Part of a data file:
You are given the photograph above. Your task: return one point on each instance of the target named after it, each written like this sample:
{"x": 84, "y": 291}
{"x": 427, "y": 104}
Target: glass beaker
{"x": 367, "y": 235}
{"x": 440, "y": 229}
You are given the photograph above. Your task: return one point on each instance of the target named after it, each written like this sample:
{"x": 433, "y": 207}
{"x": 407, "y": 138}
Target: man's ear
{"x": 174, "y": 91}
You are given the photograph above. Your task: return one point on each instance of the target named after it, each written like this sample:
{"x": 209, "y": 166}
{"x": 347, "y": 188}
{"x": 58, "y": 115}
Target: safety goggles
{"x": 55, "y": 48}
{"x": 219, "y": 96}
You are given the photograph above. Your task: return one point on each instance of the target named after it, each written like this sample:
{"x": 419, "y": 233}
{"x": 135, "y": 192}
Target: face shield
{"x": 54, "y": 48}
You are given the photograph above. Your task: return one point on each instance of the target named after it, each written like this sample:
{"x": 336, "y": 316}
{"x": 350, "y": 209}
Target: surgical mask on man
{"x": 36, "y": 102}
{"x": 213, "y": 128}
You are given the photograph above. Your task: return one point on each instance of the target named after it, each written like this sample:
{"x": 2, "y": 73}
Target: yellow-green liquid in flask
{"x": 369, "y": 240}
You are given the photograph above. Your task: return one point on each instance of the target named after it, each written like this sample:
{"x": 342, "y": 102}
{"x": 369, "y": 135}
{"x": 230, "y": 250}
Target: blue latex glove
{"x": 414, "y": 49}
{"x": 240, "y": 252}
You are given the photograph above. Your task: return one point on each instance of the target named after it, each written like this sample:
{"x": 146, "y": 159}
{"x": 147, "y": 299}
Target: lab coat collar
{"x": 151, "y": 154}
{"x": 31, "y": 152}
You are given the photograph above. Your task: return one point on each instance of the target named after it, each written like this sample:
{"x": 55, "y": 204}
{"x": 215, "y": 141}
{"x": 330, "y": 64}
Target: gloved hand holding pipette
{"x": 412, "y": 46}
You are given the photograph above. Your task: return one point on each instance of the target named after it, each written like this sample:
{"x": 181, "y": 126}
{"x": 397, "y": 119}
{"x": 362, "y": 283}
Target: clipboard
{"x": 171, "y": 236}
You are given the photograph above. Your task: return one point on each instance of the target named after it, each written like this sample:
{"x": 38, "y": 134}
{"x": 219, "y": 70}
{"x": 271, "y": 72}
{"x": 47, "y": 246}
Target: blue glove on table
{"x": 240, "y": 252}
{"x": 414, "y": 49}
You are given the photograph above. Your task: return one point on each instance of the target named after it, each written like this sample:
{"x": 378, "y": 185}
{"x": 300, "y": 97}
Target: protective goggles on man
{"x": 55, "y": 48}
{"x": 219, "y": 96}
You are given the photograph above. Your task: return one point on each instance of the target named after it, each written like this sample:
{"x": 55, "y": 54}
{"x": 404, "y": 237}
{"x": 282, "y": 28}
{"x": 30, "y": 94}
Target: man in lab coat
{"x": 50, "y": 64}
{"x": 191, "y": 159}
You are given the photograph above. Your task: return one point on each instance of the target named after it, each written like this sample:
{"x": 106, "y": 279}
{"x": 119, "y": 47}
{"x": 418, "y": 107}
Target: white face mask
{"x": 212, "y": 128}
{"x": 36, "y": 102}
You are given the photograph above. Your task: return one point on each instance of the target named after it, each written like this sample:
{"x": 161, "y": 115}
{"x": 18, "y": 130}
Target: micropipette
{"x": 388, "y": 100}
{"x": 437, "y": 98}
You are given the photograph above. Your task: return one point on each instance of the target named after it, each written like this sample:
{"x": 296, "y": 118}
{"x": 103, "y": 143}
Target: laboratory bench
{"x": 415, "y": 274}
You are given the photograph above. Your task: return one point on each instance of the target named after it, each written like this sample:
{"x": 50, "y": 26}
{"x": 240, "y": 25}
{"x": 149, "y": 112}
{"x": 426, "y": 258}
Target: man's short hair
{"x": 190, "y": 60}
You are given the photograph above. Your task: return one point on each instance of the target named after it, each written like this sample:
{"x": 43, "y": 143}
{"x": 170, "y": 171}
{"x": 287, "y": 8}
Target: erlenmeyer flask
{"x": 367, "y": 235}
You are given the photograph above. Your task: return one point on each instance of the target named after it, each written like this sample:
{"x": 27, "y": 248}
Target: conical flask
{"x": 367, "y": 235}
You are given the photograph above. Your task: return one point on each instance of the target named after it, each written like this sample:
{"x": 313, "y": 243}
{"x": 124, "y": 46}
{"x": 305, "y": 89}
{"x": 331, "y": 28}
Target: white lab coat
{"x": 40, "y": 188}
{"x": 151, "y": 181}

Required work: Count the lines in the records above that contain the word "blue", and give only that number.

Correct response: 2